Le 25 septembre, Jean-Baptiste Ballandier, capitaine dans la première compagnie du soixante-troisième bataillon de la garde nationale, un bataillon de tirailleurs, dresse la liste des gardes nationaux de cette compagnie « qui ont demandé l’indemnité allouée par de décret du 12 septembre 1870 » — les fameux « trente sous ». Il inscrit très soigneusement, pour chacun des deux cent soixante-sept gardes, son nom, son prénom, sa profession, son grade et son adresse.

Ils sont d’ailleurs rangés par grades, capitaines, lieutenants, sous-lieutenants, sergents-majors, sergents, clairon, puis caporaux et tirailleurs. Entre le n°19, Joseph Brolle, clairon et cordonnier, et le n°21, Hubert Dernancour, caporal et imprimeur, il inscrit, à la vingtième place, donc,

Citoyenne Yorinsky, cantinière.

● TRAVAIL À FAIRE: Transcrivez en entier, sans rien changer, l'extrait ci-dessus sur la liste dressée par le capitaine Ballandier.

● JEU DE DONNÉES:

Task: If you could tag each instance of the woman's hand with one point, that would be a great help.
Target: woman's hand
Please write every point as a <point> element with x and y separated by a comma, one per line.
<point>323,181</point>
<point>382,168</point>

● CORRIGÉ DE L'EXERCICE:
Le 25 septembre, Jean-Baptiste Ballandier, capitaine dans la première compagnie du soixante-troisième bataillon de la garde nationale, un bataillon de tirailleurs, dresse la liste des gardes nationaux de cette compagnie « qui ont demandé l’indemnité allouée par de décret du 12 septembre 1870 » — les fameux « trente sous ». Il inscrit très soigneusement, pour chacun des deux cent soixante-sept gardes, son nom, son prénom, sa profession, son grade et son adresse.

Ils sont d’ailleurs rangés par grades, capitaines, lieutenants, sous-lieutenants, sergents-majors, sergents, clairon, puis caporaux et tirailleurs. Entre le n°19, Joseph Brolle, clairon et cordonnier, et le n°21, Hubert Dernancour, caporal et imprimeur, il inscrit, à la vingtième place, donc,

Citoyenne Yorinsky, cantinière.